> _Problem_:
Copy the listing from the line containing "Could you please identify the thick" through the last line of the listing, keeping the requests unchanged. In the answers, multiply every point coordinate by 1.3 and round it to a whole number, rounding halves up.

====== Exercise data ======

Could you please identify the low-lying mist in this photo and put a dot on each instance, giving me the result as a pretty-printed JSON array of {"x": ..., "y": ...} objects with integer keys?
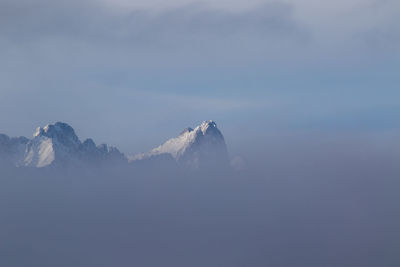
[{"x": 299, "y": 204}]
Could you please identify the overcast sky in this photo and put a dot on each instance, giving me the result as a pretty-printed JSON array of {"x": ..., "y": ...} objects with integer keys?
[{"x": 133, "y": 73}]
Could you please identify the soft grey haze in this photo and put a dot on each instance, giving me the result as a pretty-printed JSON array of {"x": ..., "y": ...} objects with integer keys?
[{"x": 133, "y": 73}]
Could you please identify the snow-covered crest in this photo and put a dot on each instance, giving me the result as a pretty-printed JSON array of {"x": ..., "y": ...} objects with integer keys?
[{"x": 202, "y": 145}]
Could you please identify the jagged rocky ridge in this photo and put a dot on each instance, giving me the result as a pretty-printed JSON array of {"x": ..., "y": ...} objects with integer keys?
[
  {"x": 58, "y": 145},
  {"x": 202, "y": 146}
]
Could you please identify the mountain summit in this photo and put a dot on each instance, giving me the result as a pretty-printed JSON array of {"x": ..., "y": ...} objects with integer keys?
[
  {"x": 202, "y": 146},
  {"x": 58, "y": 145}
]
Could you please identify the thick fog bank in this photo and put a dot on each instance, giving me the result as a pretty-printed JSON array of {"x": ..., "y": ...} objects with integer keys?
[{"x": 299, "y": 205}]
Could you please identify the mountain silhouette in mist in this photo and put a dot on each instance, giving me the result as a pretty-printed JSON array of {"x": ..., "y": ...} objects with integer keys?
[{"x": 58, "y": 145}]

======

> _Output below_:
Could you please identify the thick fog bank in this photo and put a dot on each instance, giving me the result as a pretty-printed JSON array of {"x": ..., "y": ...} objects with integer keys?
[{"x": 389, "y": 267}]
Could you please identify the mountain silhouette in mist in this photo and put a dot on each instance, giving me the result as a pretty-printed JSON array of {"x": ..., "y": ...} objects with integer keys?
[{"x": 75, "y": 189}]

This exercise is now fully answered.